Goal
Copy out only the rows that begin at the line containing "of the curved" and stop after the line containing "[[1023, 769]]", with the requests kept as they are. Shift every x and y coordinate in the answers by adding -55.

# start of Data for this exercise

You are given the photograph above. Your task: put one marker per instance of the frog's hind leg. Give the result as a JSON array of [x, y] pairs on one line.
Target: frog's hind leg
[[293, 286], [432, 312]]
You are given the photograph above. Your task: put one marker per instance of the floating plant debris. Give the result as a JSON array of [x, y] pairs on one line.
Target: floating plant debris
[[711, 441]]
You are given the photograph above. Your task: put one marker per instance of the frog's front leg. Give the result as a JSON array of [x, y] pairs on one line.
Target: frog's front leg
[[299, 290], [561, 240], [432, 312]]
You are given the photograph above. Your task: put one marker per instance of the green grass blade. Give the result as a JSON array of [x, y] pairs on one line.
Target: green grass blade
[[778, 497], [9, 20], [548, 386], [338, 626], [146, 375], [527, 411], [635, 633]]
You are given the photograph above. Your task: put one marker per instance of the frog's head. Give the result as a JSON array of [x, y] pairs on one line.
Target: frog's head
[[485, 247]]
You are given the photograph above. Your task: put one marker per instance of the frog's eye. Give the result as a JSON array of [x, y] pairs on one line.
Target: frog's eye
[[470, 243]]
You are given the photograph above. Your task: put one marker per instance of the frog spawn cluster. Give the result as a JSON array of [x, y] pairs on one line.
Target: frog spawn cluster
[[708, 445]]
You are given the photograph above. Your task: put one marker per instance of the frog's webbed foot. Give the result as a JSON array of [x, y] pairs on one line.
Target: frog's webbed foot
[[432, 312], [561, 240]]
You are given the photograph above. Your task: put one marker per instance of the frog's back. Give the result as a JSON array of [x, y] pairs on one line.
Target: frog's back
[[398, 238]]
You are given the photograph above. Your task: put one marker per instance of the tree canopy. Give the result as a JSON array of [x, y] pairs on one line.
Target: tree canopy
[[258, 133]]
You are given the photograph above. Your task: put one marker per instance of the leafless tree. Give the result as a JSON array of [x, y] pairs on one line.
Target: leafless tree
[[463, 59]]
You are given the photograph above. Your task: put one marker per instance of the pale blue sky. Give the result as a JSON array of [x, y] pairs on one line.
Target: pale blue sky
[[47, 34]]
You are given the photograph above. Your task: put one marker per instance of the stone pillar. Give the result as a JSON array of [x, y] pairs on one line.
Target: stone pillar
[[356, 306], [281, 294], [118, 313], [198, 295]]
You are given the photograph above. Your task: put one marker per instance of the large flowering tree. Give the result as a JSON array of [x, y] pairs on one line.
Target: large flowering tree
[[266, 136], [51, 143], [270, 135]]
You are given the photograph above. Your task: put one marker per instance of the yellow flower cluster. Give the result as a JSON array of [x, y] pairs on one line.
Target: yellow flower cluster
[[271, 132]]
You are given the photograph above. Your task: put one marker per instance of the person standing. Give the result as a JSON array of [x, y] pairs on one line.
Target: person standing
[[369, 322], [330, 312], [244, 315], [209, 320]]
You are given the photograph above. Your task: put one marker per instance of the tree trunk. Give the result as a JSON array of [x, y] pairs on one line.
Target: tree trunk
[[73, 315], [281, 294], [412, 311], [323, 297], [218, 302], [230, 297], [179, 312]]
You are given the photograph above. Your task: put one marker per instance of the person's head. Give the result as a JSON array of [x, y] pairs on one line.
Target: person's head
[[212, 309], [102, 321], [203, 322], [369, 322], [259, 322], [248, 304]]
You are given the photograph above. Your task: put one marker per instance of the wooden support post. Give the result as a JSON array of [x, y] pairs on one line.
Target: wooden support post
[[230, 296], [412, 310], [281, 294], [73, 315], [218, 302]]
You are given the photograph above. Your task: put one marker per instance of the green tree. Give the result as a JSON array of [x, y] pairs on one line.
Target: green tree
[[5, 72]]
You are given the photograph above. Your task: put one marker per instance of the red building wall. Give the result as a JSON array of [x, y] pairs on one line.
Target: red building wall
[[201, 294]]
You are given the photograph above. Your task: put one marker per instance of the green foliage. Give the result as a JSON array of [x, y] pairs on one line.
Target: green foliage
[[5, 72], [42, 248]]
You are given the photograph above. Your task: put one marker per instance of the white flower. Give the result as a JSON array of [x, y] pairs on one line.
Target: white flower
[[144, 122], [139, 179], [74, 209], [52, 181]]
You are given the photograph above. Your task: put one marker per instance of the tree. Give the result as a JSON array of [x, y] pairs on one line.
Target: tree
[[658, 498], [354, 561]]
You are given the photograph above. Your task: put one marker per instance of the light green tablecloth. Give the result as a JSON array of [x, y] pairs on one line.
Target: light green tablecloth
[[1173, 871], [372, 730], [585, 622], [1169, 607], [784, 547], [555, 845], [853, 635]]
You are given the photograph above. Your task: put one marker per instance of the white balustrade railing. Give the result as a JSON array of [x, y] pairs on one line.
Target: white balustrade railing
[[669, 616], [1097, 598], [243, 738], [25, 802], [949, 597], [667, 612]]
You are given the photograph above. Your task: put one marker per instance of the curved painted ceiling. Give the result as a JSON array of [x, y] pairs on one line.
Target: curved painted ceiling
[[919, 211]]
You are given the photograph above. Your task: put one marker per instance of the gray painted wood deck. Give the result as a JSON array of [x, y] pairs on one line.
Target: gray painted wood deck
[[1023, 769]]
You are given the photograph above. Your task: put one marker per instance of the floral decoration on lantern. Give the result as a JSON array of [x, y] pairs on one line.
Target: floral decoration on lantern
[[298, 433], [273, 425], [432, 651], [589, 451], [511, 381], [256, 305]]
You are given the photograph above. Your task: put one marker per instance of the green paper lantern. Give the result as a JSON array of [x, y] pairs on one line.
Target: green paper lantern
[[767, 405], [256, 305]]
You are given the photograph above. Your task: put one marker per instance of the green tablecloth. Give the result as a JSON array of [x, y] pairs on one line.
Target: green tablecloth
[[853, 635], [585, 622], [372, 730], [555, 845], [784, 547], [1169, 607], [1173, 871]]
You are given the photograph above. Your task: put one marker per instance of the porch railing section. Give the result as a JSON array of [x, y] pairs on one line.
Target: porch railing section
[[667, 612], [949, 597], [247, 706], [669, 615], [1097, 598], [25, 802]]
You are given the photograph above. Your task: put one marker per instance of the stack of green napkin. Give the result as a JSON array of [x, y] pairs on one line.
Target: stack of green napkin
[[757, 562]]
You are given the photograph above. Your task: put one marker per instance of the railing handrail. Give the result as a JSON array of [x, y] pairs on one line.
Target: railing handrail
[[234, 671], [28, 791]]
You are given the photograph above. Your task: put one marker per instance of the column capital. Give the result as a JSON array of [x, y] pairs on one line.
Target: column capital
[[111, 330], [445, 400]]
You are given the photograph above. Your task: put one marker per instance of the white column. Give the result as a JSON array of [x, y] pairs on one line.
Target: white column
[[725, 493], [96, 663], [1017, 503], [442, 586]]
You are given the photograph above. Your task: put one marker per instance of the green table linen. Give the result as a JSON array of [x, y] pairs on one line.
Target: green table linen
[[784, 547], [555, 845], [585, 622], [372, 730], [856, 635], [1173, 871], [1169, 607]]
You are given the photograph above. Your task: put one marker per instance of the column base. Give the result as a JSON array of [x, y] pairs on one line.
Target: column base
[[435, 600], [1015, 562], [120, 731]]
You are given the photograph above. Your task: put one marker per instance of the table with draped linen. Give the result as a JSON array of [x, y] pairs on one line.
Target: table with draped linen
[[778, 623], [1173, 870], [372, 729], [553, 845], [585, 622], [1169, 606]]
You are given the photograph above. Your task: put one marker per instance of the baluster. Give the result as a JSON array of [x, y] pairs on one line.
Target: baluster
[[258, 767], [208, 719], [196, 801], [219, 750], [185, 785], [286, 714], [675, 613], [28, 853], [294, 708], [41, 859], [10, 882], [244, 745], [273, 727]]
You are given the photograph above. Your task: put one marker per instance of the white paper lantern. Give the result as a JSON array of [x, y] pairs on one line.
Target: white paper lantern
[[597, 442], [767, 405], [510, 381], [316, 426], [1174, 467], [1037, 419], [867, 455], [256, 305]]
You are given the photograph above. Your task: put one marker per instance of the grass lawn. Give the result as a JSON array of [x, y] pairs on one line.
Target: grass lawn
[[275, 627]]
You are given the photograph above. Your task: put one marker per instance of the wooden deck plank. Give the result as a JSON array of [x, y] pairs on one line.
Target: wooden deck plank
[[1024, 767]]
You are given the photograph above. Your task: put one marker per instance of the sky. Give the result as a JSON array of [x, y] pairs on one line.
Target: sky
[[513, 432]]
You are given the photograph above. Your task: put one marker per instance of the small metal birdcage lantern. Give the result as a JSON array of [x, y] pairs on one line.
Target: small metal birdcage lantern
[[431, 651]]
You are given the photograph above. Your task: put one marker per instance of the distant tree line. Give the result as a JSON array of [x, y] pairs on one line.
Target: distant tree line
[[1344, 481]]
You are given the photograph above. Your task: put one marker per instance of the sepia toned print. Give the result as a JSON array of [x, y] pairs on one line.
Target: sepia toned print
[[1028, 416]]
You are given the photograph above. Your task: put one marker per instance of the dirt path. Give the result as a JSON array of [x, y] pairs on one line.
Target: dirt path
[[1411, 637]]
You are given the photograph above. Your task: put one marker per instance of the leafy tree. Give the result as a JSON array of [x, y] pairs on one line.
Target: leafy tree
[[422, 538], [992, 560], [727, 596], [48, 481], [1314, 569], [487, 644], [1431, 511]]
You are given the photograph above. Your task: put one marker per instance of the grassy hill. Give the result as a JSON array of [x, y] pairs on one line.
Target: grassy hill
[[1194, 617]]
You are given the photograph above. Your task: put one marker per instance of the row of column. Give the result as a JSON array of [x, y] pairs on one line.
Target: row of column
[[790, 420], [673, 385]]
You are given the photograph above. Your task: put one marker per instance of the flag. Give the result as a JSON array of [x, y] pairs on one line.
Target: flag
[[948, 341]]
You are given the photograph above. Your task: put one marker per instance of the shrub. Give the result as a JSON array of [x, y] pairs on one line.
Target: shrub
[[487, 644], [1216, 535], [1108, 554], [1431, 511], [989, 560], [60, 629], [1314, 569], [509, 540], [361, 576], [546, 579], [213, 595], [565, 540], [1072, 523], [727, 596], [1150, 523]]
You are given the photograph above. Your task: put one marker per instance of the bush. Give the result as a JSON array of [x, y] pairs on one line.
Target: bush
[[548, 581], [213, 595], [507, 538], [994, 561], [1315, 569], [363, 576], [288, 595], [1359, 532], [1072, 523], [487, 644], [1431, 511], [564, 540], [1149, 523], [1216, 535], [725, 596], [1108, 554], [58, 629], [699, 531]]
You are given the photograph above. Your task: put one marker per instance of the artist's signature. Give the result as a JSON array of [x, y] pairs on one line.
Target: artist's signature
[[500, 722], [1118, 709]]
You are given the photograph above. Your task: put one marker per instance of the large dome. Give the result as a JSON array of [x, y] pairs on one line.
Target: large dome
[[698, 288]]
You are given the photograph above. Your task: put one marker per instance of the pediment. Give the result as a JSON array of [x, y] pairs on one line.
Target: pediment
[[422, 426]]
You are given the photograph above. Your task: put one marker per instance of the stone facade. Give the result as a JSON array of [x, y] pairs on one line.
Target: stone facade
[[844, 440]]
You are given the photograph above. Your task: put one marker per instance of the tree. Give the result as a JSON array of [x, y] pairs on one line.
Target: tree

# end of Data for this exercise

Answer to the task
You are given the photograph above. Your task: put one marker per instance of the curved painted ceiling. Give the result as a JSON array of [x, y] pairs on one line.
Target: curved painted ceiling
[[864, 156]]
You are given the photograph above. Your task: put one marker per instance of the gray painted wood deck. Give the result as a JSON array of [x, y] pairs on one line.
Target: gray painted wood deck
[[968, 714]]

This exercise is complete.